Have a look at Seat 61 for more information about using trains to get around as opposed to flying. Or have a look at Strand Travel for information about travelling on cargo ships. 

Duvet Dancing

April 12th, 2007

Greenpeace has looked into one of humanity’s favourite pastimes and uncovered the passion that can make a difference for our environment. 

Please note that the jokes below are theirs not tiptheplanets… ours would’ve been significantly better.

  • Turn off the lights. We all have to do our part to stop climate change, energy reduction and energy efficiency are an important part of changing our energy culture. If you want to see your partner, or what you are doing, have sex during the day.
  • Passion for fruit? If you like to use produce to get the blood boiling, make sure it is GE-free. There have not been enough studies on genetically engineered foods to know what the effects on our diets will be, let alone the affects of using it for more intimate activities.
  • Oysters and other shellfish can be potent aphrodisiacs, but our oceans are being destroyed at an unprecedented rate – we need to stop plundering for pleasure. Instead you can support sustainable community-based operations in the Amazon rainforest choosing from two popular and plentiful herbal and fruit drinks, guaran and caju, for more than just a clean conscience.
  • Forget the fossil fuel based lubricants like petroleum jelly! Esso’s screwing the planet, but you don’t have to.
  • Role playing games can be fun as long as both partners are consenting and comfortable with the boundaries. So if you and your partner want to dress up and play “George Bush and Corporate America at the Earth Summit” or other S&M style games, agree on what’s permissible and what’s not up front. And remember that games – like fantasies – are not real life.
  • Use Vegan Approved Condoms.
  • Dispose of your various bits and bobs in a place where they won’t harm the planet.

Better late than never

April 11th, 2007

Darn, we meant to point you in the direction of these tips before easter, but failed, so here they are a little late, but still mostly applicable…


Old and smug

April 10th, 2007

Your pension may be buying more than you think. While growing a nest egg for your retirement, it could also be paying for environmental destruction, illegal arms sales or unfair labour practices.

Through our pensions we own over 16% of UK quoted companies. This adds up to £230 billion in stocks. That’s a powerful voice for change if we work together to use it.

Ethical and environmentally responsible pensions are now a real option. Several pension providers have recently launched ethical funds, and many more are expected as a result of new government regulations. Put pressure on your company to ensure their pension scheme is ethical and representative of your morals, not theirs!

To find out more go to: www.fairpensions.org.uk

Not one for the boys

April 7th, 2007

A way of avoiding the toxins related to tampons and sanitary pads is to use a menstrual cup. This has several benefits. Not only is it reusable, but you will be saving money every month by not buying all those disposable products. Furthermore, if you are not buying them then you won’t be needing to dispose of them, therefore sending less to landfill. A menstrual cup is convenient, cheaper, healthier, and better for the environment too. There are cups made from rubber and silicone, however it is thought that the silicone cups are better for those who might have sensitive skin or are allergy prone.

> [SUPPLIED RECORDS]
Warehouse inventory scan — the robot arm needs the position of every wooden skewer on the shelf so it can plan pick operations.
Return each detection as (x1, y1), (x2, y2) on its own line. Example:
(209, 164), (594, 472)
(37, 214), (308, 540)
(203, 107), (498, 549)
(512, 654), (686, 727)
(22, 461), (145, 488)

==

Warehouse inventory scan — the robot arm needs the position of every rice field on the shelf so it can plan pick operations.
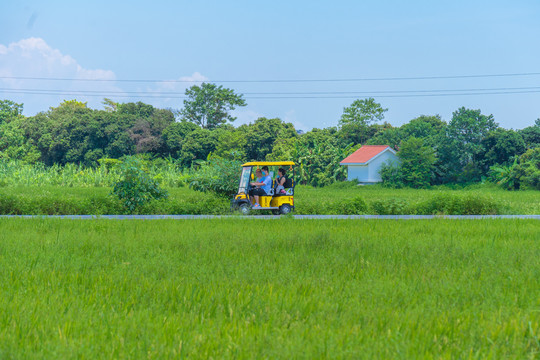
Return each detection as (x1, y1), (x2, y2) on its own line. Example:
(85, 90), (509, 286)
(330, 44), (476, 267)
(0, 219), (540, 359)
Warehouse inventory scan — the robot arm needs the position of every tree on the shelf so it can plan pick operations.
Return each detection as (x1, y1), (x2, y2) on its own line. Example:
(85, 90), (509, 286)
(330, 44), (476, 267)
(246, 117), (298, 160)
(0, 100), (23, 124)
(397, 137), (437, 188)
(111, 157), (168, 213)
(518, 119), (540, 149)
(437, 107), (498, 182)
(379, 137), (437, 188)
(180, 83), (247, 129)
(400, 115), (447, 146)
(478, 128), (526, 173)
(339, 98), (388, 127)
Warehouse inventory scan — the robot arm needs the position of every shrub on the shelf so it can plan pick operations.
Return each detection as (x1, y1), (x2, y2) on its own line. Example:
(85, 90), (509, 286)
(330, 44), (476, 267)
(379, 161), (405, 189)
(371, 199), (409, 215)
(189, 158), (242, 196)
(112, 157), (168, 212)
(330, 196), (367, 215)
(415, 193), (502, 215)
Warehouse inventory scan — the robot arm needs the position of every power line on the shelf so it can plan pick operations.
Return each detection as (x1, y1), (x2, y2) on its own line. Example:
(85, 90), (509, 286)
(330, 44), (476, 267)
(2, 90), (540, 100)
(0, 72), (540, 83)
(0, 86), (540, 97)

> [TASK DIRECTIONS] Reproduce the part of the green-living tips above starting at "Better late than" and ending at "unfair labour practices.".

> [SOLUTION TO THE PROBLEM]
Better late than never

April 11th, 2007

Darn, we meant to point you in the direction of these tips before easter, but failed, so here they are a little late, but still mostly applicable…


Old and smug

April 10th, 2007

Your pension may be buying more than you think. While growing a nest egg for your retirement, it could also be paying for environmental destruction, illegal arms sales or unfair labour practices.